═══ Entries ═══
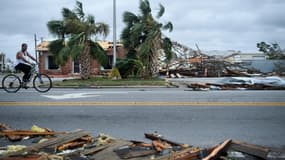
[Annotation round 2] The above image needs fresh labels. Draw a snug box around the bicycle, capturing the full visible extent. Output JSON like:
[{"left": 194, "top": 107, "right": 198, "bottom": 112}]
[{"left": 2, "top": 65, "right": 52, "bottom": 93}]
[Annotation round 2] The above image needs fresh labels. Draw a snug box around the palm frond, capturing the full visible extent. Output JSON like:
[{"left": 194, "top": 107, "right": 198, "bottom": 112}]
[
  {"left": 86, "top": 14, "right": 95, "bottom": 25},
  {"left": 162, "top": 22, "right": 173, "bottom": 32},
  {"left": 139, "top": 0, "right": 151, "bottom": 16},
  {"left": 123, "top": 12, "right": 139, "bottom": 24},
  {"left": 47, "top": 20, "right": 65, "bottom": 38},
  {"left": 74, "top": 1, "right": 85, "bottom": 20},
  {"left": 61, "top": 8, "right": 78, "bottom": 20}
]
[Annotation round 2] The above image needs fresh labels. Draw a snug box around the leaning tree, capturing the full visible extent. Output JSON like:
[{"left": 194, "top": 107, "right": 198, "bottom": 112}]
[{"left": 47, "top": 1, "right": 109, "bottom": 79}]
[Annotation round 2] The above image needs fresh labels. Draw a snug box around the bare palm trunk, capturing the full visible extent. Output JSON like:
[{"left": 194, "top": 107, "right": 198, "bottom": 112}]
[
  {"left": 150, "top": 36, "right": 161, "bottom": 76},
  {"left": 79, "top": 44, "right": 91, "bottom": 79}
]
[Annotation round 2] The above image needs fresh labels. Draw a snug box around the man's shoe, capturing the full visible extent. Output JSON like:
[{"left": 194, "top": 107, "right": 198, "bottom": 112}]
[{"left": 22, "top": 82, "right": 29, "bottom": 89}]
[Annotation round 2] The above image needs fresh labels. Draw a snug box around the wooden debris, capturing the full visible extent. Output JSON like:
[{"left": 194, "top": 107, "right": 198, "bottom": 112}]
[
  {"left": 152, "top": 140, "right": 171, "bottom": 152},
  {"left": 144, "top": 133, "right": 185, "bottom": 147},
  {"left": 89, "top": 140, "right": 132, "bottom": 160},
  {"left": 203, "top": 139, "right": 232, "bottom": 160},
  {"left": 0, "top": 125, "right": 280, "bottom": 160},
  {"left": 0, "top": 130, "right": 65, "bottom": 136},
  {"left": 229, "top": 141, "right": 270, "bottom": 159}
]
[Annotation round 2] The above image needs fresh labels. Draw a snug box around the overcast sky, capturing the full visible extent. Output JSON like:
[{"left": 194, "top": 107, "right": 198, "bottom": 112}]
[{"left": 0, "top": 0, "right": 285, "bottom": 60}]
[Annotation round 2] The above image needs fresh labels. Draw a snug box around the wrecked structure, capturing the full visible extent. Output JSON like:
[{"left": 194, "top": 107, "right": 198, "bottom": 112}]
[
  {"left": 160, "top": 42, "right": 285, "bottom": 78},
  {"left": 0, "top": 124, "right": 285, "bottom": 160}
]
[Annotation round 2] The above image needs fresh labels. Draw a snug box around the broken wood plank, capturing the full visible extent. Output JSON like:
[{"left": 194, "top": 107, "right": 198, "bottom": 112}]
[
  {"left": 0, "top": 130, "right": 90, "bottom": 157},
  {"left": 154, "top": 148, "right": 204, "bottom": 160},
  {"left": 152, "top": 140, "right": 171, "bottom": 152},
  {"left": 203, "top": 139, "right": 232, "bottom": 160},
  {"left": 144, "top": 133, "right": 184, "bottom": 147},
  {"left": 80, "top": 144, "right": 110, "bottom": 156},
  {"left": 88, "top": 140, "right": 132, "bottom": 160},
  {"left": 0, "top": 130, "right": 65, "bottom": 136},
  {"left": 229, "top": 141, "right": 270, "bottom": 159},
  {"left": 115, "top": 146, "right": 156, "bottom": 159}
]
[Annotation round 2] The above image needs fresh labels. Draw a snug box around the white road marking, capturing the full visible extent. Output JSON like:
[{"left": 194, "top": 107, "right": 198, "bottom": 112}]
[{"left": 42, "top": 93, "right": 100, "bottom": 100}]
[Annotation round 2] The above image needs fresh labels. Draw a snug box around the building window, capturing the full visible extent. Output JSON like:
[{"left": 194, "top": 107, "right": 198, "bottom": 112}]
[
  {"left": 103, "top": 55, "right": 113, "bottom": 69},
  {"left": 48, "top": 56, "right": 59, "bottom": 69}
]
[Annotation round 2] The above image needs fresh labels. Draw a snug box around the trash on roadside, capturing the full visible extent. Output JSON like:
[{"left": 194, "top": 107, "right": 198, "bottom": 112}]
[
  {"left": 0, "top": 124, "right": 285, "bottom": 160},
  {"left": 186, "top": 76, "right": 285, "bottom": 91}
]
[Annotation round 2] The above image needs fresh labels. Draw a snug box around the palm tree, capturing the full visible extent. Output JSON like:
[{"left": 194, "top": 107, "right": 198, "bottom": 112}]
[
  {"left": 47, "top": 1, "right": 109, "bottom": 79},
  {"left": 121, "top": 0, "right": 173, "bottom": 76}
]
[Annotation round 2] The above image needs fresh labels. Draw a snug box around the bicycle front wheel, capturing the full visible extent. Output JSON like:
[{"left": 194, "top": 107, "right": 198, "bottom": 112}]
[
  {"left": 2, "top": 74, "right": 21, "bottom": 93},
  {"left": 33, "top": 73, "right": 52, "bottom": 92}
]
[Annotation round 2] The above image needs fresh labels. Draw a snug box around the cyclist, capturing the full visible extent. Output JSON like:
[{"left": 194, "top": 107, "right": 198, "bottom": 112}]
[{"left": 15, "top": 43, "right": 38, "bottom": 88}]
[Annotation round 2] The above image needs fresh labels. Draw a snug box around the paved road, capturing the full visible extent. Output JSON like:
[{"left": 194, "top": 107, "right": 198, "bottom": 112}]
[{"left": 0, "top": 88, "right": 285, "bottom": 147}]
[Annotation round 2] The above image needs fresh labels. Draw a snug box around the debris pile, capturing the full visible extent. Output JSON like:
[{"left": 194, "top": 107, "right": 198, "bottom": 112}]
[
  {"left": 0, "top": 124, "right": 284, "bottom": 160},
  {"left": 181, "top": 76, "right": 285, "bottom": 90}
]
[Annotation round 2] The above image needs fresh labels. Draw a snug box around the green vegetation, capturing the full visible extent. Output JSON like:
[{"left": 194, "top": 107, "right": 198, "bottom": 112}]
[
  {"left": 120, "top": 0, "right": 173, "bottom": 77},
  {"left": 53, "top": 77, "right": 165, "bottom": 87},
  {"left": 47, "top": 1, "right": 109, "bottom": 79}
]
═══
• [What you have to do]
Reproduce the part of the listing that opens with the line containing "around the green" and closes with the last line of the listing, both ends included, adding 17 to every bounding-box coordinate in the answer. Leave every other line, including the JSON format sample, unchanged.

• [Task response]
[Annotation round 2] The above image needs fresh labels. Draw a snug box around the green vegetation, capturing the full visible extent. Output JSON like:
[{"left": 194, "top": 107, "right": 198, "bottom": 112}]
[
  {"left": 137, "top": 17, "right": 190, "bottom": 94},
  {"left": 70, "top": 94, "right": 182, "bottom": 104},
  {"left": 64, "top": 18, "right": 126, "bottom": 96}
]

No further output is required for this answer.